Transcribe the lines exactly, beginning with the one that contains "of the illuminated" and ending with the final line of the records. Do not transcribe pictures.

-- START OF DATA --

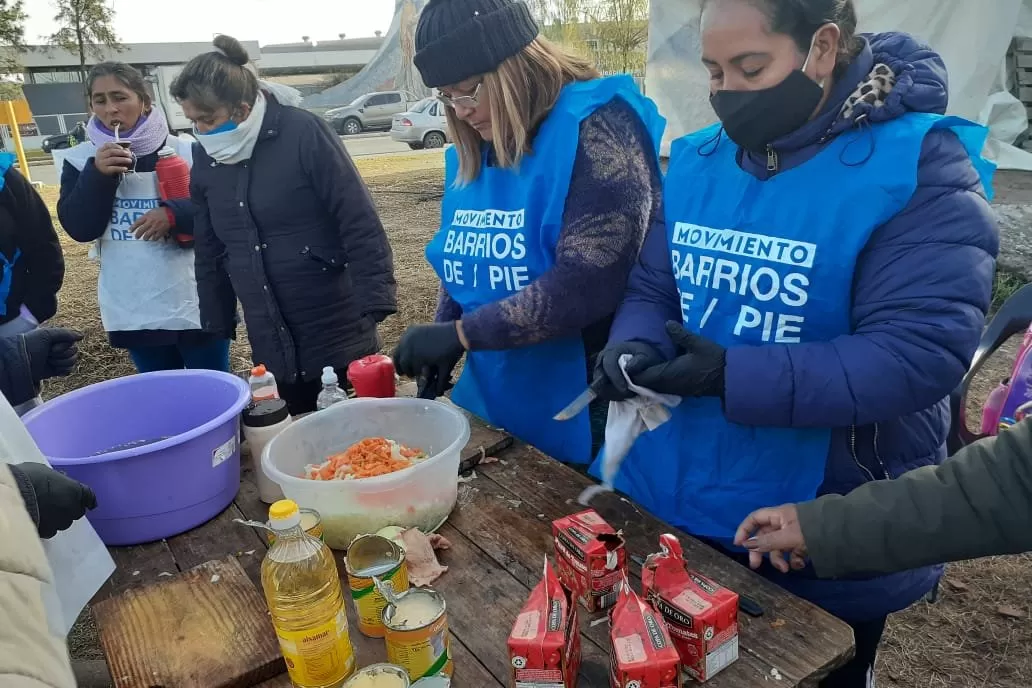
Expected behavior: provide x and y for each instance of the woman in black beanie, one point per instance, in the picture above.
(551, 186)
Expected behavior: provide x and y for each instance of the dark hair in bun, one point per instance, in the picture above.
(219, 78)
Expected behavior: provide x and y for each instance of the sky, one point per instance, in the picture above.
(264, 21)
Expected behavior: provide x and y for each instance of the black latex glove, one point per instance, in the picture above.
(609, 381)
(429, 353)
(698, 369)
(54, 500)
(52, 352)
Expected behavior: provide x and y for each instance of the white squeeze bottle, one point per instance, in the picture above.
(262, 384)
(331, 390)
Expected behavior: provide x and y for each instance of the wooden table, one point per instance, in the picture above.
(500, 532)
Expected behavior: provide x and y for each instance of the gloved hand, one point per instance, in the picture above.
(607, 368)
(52, 352)
(698, 369)
(430, 353)
(54, 500)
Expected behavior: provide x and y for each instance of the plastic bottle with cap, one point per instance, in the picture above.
(331, 392)
(305, 603)
(262, 384)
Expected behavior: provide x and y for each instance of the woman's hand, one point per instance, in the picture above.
(153, 226)
(111, 160)
(775, 531)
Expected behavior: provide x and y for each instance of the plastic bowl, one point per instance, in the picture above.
(418, 497)
(187, 473)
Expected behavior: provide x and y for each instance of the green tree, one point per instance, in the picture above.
(11, 43)
(86, 30)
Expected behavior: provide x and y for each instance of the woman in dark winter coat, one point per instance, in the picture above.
(284, 224)
(110, 196)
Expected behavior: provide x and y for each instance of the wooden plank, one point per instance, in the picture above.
(807, 646)
(203, 628)
(219, 537)
(483, 602)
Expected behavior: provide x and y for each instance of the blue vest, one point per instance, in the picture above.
(767, 263)
(497, 235)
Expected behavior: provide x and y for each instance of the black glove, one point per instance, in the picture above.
(698, 369)
(430, 353)
(607, 369)
(54, 500)
(52, 352)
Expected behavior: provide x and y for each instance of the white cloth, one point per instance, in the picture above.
(77, 557)
(237, 144)
(626, 420)
(143, 285)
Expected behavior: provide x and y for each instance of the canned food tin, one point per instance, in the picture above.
(417, 633)
(311, 521)
(379, 676)
(368, 556)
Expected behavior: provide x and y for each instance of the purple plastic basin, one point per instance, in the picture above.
(188, 471)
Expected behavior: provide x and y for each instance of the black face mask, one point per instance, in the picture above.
(755, 119)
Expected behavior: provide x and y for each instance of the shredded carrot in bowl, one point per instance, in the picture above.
(367, 458)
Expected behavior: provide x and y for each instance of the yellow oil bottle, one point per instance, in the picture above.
(303, 592)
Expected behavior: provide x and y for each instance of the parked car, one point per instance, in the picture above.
(374, 110)
(423, 127)
(65, 140)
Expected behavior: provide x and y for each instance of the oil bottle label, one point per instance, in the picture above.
(320, 655)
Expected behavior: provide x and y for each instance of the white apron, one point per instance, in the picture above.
(78, 560)
(143, 285)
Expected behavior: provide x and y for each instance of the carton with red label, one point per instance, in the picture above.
(590, 557)
(544, 645)
(643, 654)
(701, 615)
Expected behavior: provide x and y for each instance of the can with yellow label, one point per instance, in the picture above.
(417, 633)
(368, 556)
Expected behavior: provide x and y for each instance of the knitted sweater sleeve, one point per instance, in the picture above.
(614, 192)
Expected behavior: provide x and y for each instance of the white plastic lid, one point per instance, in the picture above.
(329, 375)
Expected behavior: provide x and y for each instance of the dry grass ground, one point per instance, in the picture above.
(963, 641)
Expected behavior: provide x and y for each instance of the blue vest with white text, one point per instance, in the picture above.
(767, 264)
(497, 235)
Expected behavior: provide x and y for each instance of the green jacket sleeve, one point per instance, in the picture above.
(976, 503)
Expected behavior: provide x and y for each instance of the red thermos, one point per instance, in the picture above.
(173, 184)
(373, 377)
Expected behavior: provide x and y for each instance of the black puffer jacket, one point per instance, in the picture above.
(293, 234)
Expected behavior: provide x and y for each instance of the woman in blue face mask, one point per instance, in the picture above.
(284, 224)
(818, 289)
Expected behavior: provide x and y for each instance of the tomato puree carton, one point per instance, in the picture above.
(544, 645)
(591, 558)
(643, 654)
(701, 615)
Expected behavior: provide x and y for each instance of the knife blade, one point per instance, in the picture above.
(581, 402)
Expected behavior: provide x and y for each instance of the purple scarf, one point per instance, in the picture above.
(149, 134)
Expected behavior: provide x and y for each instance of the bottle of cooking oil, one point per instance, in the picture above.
(303, 593)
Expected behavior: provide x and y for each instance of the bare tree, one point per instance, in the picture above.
(86, 30)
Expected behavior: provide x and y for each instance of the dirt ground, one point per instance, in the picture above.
(977, 633)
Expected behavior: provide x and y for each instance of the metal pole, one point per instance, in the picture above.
(17, 135)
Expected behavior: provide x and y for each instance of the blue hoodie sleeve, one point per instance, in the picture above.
(921, 292)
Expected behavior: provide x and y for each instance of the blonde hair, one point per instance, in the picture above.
(521, 93)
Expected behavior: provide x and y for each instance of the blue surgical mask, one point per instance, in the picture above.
(228, 125)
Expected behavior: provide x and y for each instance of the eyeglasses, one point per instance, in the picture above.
(470, 101)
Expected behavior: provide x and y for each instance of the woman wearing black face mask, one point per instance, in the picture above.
(818, 290)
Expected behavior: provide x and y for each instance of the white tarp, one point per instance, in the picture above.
(972, 36)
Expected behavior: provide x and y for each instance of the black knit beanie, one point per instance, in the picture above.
(457, 39)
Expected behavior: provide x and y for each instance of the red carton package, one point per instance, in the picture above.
(643, 654)
(544, 645)
(591, 558)
(701, 615)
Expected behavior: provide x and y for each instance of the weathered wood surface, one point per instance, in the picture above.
(501, 532)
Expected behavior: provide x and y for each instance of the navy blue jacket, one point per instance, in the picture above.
(920, 295)
(294, 235)
(85, 211)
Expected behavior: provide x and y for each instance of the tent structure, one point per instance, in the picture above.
(972, 36)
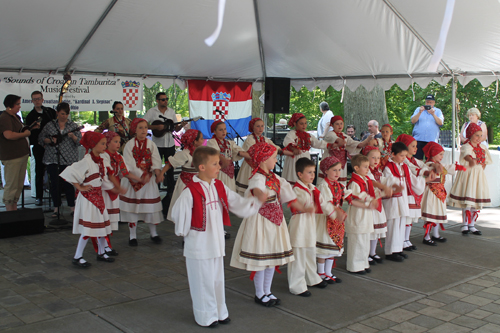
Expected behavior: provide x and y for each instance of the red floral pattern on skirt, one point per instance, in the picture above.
(273, 212)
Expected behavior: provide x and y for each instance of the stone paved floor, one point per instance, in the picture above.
(454, 287)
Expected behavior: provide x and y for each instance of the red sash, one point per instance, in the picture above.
(199, 215)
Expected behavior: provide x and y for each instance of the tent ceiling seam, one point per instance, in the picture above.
(419, 37)
(89, 36)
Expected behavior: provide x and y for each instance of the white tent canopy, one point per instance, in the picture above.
(314, 42)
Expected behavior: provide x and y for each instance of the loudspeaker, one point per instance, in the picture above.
(277, 95)
(21, 222)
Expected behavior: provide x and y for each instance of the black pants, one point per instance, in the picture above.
(38, 152)
(55, 191)
(420, 153)
(165, 153)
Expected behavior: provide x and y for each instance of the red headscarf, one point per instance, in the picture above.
(109, 136)
(189, 138)
(294, 119)
(326, 163)
(251, 124)
(133, 125)
(90, 139)
(214, 125)
(368, 149)
(334, 119)
(406, 139)
(432, 149)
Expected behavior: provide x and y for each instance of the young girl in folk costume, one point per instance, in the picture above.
(263, 242)
(434, 198)
(330, 232)
(229, 152)
(470, 190)
(91, 218)
(191, 140)
(256, 127)
(141, 202)
(342, 145)
(298, 141)
(417, 168)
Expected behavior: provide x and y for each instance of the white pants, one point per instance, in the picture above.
(303, 271)
(206, 285)
(395, 235)
(358, 250)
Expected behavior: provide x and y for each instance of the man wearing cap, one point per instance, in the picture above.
(427, 120)
(324, 123)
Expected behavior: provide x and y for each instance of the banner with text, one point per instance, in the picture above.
(86, 93)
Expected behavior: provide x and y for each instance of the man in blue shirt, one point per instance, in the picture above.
(427, 120)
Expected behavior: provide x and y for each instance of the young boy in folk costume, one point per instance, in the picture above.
(142, 201)
(298, 141)
(359, 222)
(330, 231)
(342, 145)
(256, 127)
(263, 242)
(397, 207)
(191, 140)
(470, 190)
(302, 228)
(229, 152)
(199, 214)
(434, 198)
(91, 218)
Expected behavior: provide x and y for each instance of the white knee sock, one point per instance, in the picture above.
(373, 247)
(80, 247)
(133, 230)
(152, 229)
(268, 280)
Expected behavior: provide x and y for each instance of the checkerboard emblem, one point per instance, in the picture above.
(130, 93)
(221, 103)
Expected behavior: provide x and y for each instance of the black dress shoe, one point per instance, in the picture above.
(101, 257)
(394, 257)
(440, 239)
(156, 239)
(429, 242)
(80, 264)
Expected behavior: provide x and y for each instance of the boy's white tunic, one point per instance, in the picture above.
(180, 159)
(232, 154)
(204, 250)
(302, 272)
(289, 166)
(144, 204)
(246, 170)
(87, 219)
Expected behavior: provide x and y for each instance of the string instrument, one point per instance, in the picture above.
(169, 125)
(31, 126)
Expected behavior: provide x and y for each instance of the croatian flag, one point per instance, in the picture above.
(233, 100)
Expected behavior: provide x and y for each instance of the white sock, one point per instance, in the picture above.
(152, 229)
(268, 280)
(80, 247)
(328, 267)
(133, 230)
(373, 247)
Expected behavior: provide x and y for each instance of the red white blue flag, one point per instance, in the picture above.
(227, 101)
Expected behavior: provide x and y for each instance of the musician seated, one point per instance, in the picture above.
(118, 124)
(14, 151)
(60, 138)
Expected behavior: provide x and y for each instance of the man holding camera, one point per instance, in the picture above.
(427, 120)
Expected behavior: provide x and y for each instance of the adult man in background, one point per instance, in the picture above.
(47, 114)
(427, 120)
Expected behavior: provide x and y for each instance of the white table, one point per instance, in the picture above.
(492, 174)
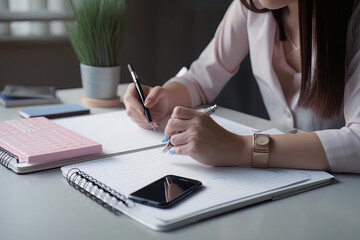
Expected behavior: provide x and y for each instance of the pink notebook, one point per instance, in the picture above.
(39, 140)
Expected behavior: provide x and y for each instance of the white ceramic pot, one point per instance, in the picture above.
(100, 82)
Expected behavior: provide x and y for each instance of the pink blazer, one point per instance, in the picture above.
(241, 32)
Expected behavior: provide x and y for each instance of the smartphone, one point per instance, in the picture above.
(166, 191)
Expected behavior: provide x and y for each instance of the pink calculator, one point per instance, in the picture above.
(39, 140)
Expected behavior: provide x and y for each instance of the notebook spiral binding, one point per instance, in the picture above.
(6, 157)
(96, 190)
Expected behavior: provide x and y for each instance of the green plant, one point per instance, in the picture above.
(97, 32)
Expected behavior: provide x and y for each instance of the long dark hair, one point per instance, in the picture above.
(323, 26)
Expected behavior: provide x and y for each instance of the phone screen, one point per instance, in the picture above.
(165, 191)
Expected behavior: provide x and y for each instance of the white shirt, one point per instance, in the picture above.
(241, 32)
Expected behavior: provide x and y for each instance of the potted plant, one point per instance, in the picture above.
(96, 37)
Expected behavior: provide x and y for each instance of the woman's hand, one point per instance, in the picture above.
(156, 100)
(198, 136)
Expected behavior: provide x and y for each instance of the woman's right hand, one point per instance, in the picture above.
(157, 101)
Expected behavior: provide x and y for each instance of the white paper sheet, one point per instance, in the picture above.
(129, 172)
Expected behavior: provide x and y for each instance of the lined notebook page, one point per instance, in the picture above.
(115, 131)
(129, 172)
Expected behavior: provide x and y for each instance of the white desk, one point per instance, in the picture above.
(43, 206)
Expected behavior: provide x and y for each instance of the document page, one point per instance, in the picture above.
(115, 131)
(221, 185)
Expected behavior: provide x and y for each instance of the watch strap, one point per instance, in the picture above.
(260, 153)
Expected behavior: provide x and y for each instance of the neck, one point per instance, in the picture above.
(291, 22)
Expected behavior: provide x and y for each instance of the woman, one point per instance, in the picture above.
(305, 56)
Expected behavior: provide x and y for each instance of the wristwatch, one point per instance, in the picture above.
(261, 150)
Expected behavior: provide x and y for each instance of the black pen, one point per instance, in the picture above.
(141, 95)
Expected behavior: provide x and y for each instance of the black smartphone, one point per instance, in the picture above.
(165, 191)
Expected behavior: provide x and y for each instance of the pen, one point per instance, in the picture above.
(208, 111)
(141, 94)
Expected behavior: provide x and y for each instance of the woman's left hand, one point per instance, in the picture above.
(197, 135)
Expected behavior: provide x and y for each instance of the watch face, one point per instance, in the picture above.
(262, 140)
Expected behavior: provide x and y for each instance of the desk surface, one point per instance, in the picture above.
(42, 206)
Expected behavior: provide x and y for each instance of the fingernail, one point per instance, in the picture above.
(147, 101)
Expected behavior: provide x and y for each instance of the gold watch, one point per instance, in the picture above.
(261, 150)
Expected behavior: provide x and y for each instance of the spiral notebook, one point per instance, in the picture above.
(109, 182)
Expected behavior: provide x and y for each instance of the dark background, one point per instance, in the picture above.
(161, 36)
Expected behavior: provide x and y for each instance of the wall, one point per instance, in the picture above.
(161, 36)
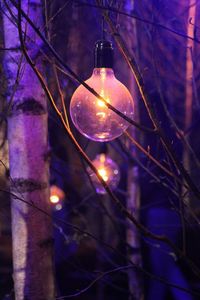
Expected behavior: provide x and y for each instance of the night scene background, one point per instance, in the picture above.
(64, 233)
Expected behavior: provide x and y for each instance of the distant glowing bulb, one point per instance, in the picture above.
(108, 170)
(90, 115)
(54, 199)
(56, 194)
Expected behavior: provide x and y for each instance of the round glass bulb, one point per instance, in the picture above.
(56, 194)
(91, 116)
(108, 170)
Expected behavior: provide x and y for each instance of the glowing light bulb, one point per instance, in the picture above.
(56, 194)
(90, 115)
(108, 170)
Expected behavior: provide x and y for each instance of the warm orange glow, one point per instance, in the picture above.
(56, 194)
(54, 199)
(91, 115)
(102, 172)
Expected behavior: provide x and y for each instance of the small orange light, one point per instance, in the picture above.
(56, 194)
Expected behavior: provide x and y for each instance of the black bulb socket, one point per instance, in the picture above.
(103, 54)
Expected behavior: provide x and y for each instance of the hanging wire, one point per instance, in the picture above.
(103, 24)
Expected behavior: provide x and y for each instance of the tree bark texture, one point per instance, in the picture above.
(28, 148)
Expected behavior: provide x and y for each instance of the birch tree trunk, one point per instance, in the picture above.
(27, 138)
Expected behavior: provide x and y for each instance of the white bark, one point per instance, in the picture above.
(27, 137)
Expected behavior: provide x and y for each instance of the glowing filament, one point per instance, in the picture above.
(54, 199)
(102, 172)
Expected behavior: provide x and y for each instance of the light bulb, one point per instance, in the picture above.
(56, 194)
(89, 114)
(108, 170)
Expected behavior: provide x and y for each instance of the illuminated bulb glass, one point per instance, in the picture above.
(56, 194)
(108, 170)
(91, 116)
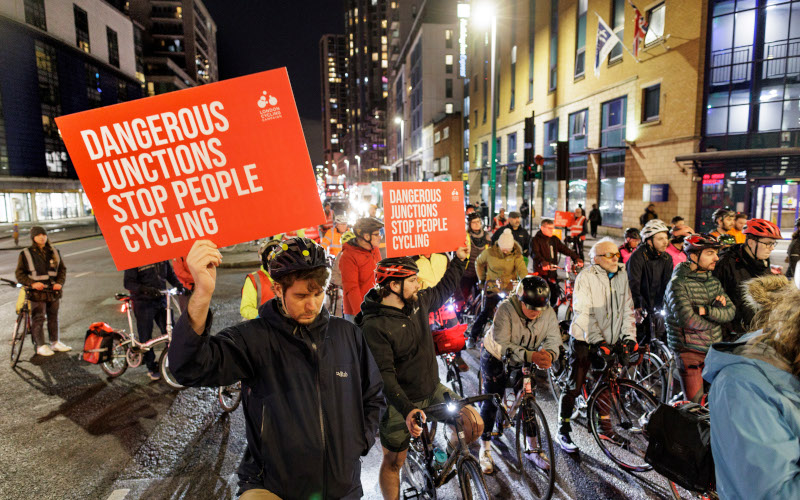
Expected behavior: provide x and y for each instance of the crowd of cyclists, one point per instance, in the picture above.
(336, 344)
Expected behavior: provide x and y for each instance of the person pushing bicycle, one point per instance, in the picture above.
(603, 309)
(526, 325)
(311, 391)
(41, 268)
(395, 321)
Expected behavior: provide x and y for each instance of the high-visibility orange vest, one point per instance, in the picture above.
(263, 286)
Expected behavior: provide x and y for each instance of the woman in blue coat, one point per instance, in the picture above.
(755, 407)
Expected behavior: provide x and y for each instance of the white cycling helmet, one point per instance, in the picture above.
(652, 228)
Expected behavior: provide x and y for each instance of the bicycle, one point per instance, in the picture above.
(426, 468)
(126, 350)
(617, 409)
(22, 325)
(521, 408)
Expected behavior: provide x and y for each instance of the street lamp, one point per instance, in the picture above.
(402, 144)
(483, 13)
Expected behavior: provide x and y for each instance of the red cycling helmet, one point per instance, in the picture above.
(396, 268)
(762, 228)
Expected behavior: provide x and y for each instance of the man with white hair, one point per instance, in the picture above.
(603, 309)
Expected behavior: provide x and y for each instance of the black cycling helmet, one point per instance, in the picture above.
(534, 292)
(720, 213)
(366, 225)
(698, 242)
(265, 250)
(632, 232)
(296, 254)
(394, 268)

-- END OF DATA --

EXERCISE RESPONSE
Expected behavior: provide x and y for each instance of the illuminated bulb glass, one point per instance, in the picture above.
(56, 194)
(108, 170)
(91, 116)
Expected behavior: provide x and y for each instance of the crowd of cyclists, one point per instance, in the picture above.
(336, 344)
Expected behavior: provide x and y for each instance of the person pushing bicycle, one point per instance, in the picture above.
(603, 309)
(526, 325)
(311, 391)
(41, 268)
(395, 321)
Expected behavior: provide x and y for each instance of the high-visibility orange vest, one point per instance, in the picture above.
(263, 286)
Expected behavior: provide x and y for each instance of the woman in blue coat, one point per instance, in the picture above.
(755, 407)
Expected behavior: provide x and y for each instance of the white cycling helmet, one point per instance, in the picture above.
(652, 228)
Expected behavior: provide x and y for each instance of the bicycle, one point per instance, in the picture above.
(426, 468)
(126, 350)
(617, 409)
(22, 325)
(521, 408)
Expected behavior: provide x and y for each instance of the street lamp, one point per instance, in the picture above.
(402, 144)
(483, 13)
Expected behavior: provide x and y for each instance of the red cycling helmet, one point per instance, in the picture above.
(396, 268)
(762, 228)
Expected behavior: provide x and y for each instance of the man with white hair, one point per instance, in the picture above.
(603, 309)
Expected behavior: provide x and y for each instance of the black cycling helmet, one point per instance, in the picture above.
(534, 292)
(720, 213)
(366, 225)
(698, 242)
(265, 250)
(632, 232)
(296, 254)
(394, 268)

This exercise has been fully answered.